══ AVAILABLE DATA
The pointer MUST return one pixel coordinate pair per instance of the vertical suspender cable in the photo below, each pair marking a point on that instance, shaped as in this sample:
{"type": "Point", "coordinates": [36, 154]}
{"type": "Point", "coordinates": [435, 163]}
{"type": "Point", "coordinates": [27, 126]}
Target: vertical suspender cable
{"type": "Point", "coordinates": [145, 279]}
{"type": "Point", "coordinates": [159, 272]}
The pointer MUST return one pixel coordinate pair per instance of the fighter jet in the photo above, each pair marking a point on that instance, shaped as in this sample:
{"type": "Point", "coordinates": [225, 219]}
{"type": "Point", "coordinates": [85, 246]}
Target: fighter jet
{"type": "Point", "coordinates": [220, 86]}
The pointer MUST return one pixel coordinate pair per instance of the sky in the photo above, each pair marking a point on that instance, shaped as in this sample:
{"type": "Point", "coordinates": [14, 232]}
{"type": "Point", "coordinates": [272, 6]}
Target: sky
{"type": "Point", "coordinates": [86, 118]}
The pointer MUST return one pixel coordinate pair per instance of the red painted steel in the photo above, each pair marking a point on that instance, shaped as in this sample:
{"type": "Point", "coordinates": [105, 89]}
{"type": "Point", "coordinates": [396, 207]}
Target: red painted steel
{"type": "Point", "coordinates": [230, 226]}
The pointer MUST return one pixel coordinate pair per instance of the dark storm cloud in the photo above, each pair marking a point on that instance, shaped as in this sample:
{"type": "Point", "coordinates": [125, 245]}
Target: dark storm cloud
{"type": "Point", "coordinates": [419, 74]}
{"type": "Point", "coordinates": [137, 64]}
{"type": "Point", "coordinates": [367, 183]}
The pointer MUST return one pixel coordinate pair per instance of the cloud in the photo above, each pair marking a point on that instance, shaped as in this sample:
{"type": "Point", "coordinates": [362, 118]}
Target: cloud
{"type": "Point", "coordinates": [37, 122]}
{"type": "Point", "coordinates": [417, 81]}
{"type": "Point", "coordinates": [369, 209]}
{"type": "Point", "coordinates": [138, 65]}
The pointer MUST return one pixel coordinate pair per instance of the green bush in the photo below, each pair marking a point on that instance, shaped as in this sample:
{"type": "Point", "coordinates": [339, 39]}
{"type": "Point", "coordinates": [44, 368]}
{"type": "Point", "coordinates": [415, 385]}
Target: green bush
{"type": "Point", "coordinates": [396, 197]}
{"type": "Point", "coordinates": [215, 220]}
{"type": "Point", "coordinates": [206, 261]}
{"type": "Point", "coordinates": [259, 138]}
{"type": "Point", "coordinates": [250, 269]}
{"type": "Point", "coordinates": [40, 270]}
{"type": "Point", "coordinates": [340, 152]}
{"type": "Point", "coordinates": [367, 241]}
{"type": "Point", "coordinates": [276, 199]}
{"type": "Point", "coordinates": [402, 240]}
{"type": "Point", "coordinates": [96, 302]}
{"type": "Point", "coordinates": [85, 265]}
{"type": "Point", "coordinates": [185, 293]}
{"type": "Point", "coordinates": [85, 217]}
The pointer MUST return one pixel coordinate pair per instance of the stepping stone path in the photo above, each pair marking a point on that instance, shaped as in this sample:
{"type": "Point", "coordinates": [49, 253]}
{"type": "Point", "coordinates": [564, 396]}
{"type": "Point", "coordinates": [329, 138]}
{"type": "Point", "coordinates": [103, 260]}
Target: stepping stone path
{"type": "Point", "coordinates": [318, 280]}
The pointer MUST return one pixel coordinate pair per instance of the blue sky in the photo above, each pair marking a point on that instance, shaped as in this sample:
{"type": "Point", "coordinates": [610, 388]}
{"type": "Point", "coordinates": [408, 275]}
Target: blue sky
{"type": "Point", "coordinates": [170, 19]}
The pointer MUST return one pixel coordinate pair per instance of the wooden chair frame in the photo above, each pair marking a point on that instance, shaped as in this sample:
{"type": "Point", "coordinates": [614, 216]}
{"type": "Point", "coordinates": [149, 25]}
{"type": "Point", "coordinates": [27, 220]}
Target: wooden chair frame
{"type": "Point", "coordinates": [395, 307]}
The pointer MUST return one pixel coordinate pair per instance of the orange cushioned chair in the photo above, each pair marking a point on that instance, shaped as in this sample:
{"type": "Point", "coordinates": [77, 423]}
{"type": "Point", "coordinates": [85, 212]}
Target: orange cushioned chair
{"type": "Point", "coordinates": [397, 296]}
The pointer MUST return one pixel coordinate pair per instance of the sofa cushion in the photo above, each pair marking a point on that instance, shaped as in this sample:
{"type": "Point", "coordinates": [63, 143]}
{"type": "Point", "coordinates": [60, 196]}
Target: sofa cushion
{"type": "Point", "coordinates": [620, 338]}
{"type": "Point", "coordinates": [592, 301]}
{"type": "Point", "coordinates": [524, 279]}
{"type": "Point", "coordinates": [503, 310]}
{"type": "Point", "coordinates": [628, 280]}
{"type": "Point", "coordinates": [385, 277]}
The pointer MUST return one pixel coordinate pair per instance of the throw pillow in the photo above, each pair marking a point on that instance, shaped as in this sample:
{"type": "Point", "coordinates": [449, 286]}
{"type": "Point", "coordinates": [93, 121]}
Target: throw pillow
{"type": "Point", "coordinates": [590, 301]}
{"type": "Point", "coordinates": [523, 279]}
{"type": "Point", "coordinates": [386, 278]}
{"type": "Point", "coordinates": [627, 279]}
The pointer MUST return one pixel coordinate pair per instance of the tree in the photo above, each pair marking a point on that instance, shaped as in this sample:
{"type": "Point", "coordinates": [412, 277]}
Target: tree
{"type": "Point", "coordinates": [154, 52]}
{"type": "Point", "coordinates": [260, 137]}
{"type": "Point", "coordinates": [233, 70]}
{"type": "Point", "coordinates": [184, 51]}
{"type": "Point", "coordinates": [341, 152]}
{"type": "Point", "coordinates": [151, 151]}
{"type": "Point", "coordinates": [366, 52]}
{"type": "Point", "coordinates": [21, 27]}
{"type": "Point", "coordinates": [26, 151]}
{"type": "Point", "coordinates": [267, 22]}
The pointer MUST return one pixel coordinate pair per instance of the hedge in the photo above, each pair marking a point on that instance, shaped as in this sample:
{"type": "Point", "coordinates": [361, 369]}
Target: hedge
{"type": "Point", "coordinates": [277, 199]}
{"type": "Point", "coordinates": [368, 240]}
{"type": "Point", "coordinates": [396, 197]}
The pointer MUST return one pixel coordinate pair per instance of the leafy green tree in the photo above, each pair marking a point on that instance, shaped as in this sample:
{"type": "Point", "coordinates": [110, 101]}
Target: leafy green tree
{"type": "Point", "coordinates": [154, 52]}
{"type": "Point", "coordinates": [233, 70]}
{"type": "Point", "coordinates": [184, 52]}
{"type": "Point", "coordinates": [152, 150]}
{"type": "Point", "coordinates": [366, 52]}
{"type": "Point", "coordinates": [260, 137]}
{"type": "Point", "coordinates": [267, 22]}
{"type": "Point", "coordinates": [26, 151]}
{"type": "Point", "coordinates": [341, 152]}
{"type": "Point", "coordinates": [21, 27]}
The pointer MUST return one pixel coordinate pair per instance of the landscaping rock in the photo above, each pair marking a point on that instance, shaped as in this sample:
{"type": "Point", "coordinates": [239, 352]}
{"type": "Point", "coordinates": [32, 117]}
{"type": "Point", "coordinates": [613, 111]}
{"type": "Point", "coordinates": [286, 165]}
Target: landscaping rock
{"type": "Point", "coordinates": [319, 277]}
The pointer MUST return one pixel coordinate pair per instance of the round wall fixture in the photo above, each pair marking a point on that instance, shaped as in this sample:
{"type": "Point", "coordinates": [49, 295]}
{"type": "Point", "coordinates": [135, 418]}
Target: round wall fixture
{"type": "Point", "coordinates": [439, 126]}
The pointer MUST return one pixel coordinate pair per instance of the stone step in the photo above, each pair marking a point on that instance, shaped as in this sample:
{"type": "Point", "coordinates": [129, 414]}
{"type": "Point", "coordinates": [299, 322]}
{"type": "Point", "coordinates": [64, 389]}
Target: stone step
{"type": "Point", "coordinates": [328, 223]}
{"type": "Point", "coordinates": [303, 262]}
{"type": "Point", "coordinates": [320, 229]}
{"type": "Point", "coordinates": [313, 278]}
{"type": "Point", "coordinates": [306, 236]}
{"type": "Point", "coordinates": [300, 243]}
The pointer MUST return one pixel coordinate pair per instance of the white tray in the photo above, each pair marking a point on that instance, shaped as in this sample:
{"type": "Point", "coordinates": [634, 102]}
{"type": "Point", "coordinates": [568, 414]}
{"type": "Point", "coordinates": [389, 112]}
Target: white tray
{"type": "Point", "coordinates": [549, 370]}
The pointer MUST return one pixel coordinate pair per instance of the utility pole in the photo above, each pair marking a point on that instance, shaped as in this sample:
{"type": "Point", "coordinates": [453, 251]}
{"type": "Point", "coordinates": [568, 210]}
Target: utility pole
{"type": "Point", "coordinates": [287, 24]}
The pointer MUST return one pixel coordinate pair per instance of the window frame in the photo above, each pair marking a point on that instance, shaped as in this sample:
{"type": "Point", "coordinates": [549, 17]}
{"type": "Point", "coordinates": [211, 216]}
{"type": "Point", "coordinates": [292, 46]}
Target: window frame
════
◆ **TO DO**
Everything before the line containing "of the window" stays out. Write out that line and the rest of the entries exactly.

◆ **SOLVED PROBLEM**
The pointer MUST return one pixel coordinate pair per instance of the window frame in the photo above, each pair marking a point on that instance, shaped as in this sample:
{"type": "Point", "coordinates": [549, 17]}
{"type": "Point", "coordinates": [211, 216]}
{"type": "Point", "coordinates": [292, 46]}
Target: window frame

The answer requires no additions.